Stored records
#####

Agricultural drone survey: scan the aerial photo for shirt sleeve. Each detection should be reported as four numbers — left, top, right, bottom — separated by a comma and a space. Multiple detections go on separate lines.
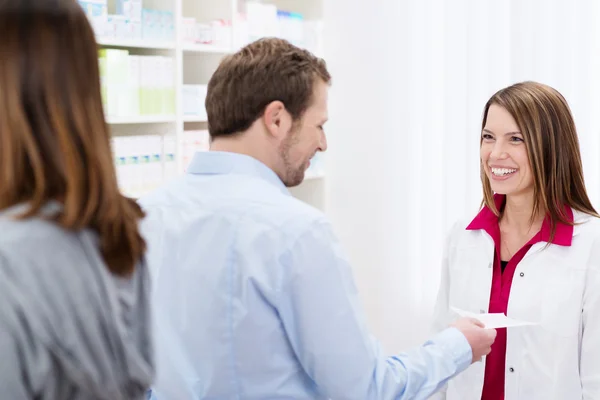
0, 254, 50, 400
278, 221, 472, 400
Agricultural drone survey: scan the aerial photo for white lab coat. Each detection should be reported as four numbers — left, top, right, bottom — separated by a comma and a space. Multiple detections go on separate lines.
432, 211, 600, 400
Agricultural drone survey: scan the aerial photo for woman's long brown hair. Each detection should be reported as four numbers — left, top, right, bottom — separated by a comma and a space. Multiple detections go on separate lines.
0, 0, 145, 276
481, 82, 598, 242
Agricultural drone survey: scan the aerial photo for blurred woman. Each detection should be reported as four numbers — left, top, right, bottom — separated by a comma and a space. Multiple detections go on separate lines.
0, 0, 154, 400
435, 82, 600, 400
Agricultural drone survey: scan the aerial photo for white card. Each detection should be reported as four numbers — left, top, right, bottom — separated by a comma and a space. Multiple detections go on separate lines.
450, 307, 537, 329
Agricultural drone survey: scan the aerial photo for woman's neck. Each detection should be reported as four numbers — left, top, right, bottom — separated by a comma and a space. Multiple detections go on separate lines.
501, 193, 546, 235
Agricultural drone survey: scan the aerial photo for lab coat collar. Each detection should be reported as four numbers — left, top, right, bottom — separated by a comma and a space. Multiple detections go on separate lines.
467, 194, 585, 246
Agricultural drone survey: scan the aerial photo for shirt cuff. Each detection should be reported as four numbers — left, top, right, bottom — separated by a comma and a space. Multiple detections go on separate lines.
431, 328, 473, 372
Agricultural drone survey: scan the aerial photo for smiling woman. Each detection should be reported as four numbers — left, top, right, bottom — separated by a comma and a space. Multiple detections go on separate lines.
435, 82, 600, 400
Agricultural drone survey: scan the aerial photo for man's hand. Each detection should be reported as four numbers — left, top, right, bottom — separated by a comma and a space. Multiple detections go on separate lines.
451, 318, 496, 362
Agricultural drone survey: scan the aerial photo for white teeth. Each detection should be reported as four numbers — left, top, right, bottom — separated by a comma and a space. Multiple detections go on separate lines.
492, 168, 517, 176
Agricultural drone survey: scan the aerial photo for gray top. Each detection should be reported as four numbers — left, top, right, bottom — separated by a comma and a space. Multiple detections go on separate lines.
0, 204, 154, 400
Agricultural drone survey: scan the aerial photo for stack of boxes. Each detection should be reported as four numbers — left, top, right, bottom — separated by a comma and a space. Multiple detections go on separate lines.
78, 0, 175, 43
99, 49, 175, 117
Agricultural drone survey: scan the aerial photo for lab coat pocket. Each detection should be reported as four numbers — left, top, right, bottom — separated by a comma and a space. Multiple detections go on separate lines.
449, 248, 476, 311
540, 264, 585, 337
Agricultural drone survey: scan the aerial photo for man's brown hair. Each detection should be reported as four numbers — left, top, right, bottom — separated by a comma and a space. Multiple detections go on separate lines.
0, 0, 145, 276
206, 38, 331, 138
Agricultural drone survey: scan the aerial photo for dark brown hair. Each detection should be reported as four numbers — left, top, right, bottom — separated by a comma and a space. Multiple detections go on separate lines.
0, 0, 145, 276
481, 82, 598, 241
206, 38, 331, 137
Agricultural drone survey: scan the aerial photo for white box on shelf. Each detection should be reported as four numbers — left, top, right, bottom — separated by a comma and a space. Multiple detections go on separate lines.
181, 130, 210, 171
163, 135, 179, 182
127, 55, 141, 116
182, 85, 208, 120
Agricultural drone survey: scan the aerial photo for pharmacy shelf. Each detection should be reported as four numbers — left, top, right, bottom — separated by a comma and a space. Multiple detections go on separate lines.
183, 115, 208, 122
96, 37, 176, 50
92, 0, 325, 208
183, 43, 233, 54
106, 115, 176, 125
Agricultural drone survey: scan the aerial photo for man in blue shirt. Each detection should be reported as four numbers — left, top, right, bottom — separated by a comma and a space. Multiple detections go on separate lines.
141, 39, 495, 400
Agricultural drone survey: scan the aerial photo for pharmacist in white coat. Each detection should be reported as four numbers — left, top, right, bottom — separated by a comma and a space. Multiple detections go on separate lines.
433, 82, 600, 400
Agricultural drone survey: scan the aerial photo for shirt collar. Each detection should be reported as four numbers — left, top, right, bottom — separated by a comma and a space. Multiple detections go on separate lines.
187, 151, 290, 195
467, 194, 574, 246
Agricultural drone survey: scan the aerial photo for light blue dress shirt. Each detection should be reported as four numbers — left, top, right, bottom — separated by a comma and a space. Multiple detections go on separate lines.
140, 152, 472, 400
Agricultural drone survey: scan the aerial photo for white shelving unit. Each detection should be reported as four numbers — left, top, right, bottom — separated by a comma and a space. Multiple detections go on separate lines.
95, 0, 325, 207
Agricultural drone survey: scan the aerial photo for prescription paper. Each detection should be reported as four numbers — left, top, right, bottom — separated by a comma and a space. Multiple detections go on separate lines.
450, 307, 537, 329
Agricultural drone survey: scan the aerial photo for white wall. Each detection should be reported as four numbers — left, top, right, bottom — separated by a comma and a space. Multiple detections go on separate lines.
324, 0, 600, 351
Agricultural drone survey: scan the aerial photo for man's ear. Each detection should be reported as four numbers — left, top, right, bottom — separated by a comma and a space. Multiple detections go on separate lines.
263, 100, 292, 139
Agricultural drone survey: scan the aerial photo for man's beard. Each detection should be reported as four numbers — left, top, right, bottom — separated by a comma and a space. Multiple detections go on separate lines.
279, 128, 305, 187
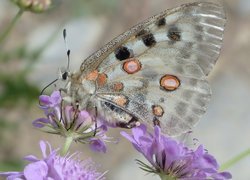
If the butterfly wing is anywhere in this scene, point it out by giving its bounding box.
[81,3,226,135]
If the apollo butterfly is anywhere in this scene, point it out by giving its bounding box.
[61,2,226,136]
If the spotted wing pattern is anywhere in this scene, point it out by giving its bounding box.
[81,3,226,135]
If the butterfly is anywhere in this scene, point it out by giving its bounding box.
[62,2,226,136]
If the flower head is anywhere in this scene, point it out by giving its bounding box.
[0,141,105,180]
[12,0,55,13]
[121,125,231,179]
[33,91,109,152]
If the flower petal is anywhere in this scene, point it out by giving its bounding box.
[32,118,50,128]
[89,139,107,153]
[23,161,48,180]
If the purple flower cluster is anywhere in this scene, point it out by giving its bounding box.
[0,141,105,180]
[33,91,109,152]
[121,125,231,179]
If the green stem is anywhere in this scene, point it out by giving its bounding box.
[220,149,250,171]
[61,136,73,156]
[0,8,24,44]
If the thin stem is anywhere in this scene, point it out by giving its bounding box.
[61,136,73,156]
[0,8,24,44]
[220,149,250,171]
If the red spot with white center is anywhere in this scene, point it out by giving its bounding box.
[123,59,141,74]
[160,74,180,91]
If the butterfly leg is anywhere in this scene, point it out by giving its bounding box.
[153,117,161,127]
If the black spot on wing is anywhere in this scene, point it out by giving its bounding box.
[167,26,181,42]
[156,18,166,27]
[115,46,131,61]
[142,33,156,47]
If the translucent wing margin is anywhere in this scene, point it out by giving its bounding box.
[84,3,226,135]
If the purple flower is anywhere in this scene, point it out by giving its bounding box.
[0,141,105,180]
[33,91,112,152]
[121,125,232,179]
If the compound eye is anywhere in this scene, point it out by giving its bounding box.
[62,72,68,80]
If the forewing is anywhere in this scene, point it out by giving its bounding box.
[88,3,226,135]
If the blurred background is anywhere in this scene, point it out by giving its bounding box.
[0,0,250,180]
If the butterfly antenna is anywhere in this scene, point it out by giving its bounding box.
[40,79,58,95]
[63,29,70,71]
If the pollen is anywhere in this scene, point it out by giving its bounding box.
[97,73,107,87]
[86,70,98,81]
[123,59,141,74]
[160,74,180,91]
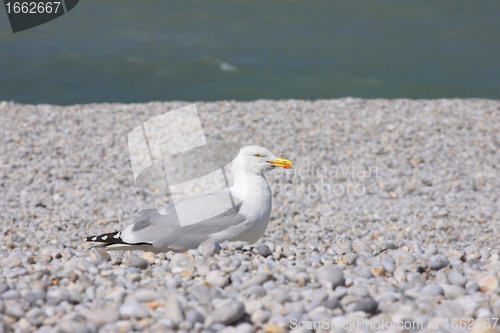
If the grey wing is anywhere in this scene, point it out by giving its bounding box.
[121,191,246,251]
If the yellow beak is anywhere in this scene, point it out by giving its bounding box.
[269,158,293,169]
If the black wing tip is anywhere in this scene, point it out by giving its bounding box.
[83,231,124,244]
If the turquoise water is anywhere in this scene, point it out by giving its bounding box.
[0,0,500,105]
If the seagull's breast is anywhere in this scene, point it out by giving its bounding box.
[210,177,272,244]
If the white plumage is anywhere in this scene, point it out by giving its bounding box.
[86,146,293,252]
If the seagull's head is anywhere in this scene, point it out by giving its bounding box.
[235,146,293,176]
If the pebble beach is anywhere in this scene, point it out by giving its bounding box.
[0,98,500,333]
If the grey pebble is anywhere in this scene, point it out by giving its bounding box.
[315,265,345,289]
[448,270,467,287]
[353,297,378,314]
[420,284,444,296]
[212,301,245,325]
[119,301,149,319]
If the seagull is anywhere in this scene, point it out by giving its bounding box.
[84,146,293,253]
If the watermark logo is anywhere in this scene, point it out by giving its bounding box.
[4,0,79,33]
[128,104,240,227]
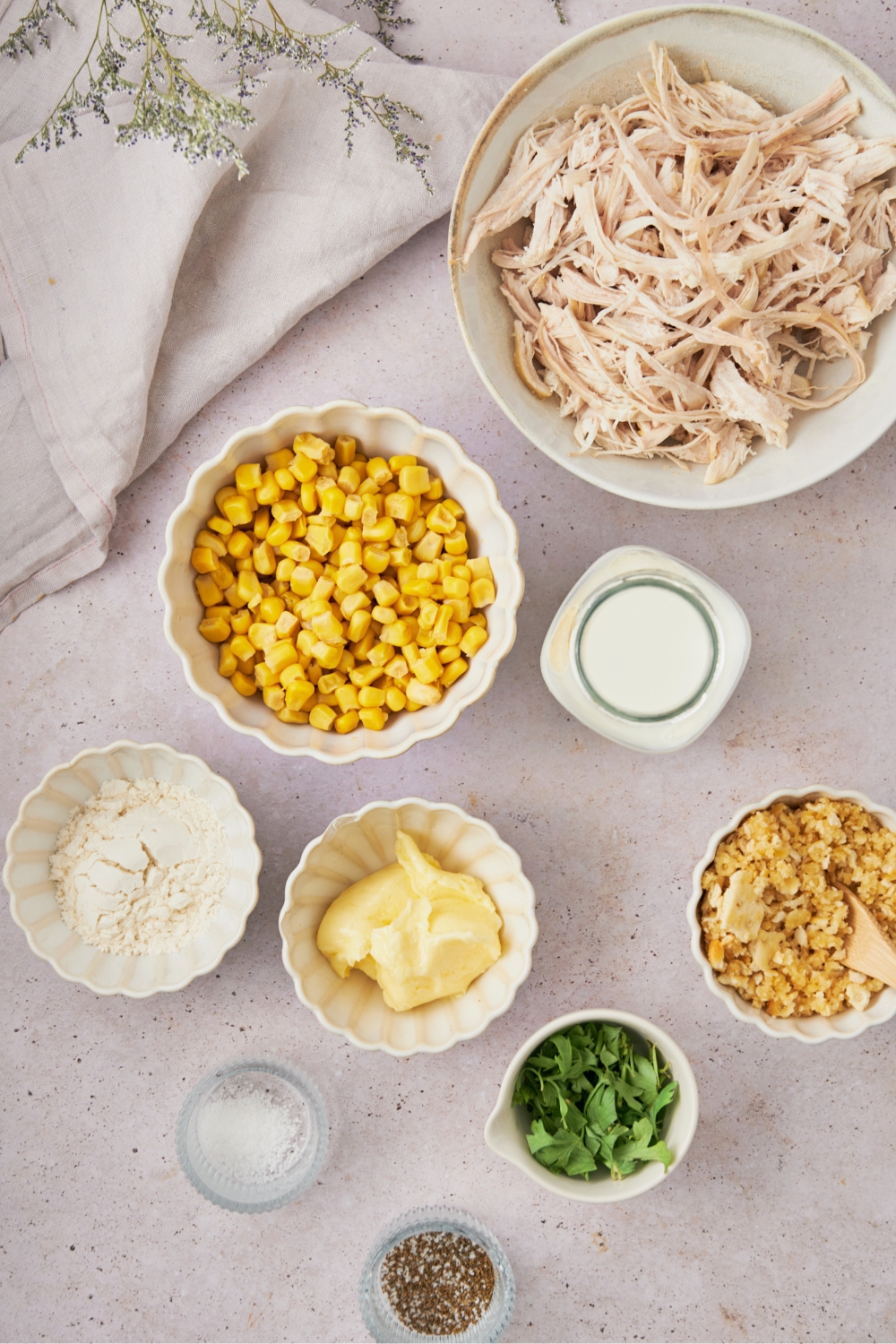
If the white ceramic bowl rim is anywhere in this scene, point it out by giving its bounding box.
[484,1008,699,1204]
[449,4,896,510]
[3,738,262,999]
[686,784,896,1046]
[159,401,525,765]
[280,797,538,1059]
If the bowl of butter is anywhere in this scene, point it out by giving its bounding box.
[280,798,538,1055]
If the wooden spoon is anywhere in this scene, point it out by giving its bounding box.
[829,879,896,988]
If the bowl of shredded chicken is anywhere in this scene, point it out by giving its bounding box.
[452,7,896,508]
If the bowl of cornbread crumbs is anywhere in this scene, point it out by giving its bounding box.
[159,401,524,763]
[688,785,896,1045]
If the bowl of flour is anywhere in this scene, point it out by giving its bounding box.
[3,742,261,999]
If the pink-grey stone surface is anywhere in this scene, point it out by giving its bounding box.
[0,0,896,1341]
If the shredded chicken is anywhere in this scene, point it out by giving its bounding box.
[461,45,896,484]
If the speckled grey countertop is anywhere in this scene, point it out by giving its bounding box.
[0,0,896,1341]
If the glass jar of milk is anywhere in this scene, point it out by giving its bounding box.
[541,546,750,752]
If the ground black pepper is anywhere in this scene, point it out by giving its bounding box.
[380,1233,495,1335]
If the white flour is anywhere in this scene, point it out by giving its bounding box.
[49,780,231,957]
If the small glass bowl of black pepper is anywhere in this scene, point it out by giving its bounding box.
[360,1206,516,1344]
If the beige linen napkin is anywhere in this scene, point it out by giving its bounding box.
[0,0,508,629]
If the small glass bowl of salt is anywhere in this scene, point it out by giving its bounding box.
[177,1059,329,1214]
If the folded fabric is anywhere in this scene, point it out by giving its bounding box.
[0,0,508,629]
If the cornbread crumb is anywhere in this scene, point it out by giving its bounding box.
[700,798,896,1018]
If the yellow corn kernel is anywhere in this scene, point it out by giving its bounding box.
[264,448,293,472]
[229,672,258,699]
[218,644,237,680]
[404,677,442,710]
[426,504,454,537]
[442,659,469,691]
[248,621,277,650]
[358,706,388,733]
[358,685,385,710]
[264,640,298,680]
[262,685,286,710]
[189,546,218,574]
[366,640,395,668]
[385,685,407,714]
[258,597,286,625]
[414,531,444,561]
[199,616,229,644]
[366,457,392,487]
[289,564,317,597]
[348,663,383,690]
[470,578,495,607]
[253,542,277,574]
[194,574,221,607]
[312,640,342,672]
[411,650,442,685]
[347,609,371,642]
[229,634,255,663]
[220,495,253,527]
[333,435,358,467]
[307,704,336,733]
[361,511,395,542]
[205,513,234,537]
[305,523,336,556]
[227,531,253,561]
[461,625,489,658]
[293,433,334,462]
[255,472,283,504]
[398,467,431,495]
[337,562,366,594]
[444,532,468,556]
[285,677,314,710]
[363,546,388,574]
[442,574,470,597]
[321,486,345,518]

#####

Exercise objective
Pull out every line in the records above that contains the string "flour", and copy each one in full.

Response to this task
If the bowl of flour is anywhere in this scene, point it out by giving its bounding box.
If the white flour is anywhere in this scene, point it out by giving its bounding box.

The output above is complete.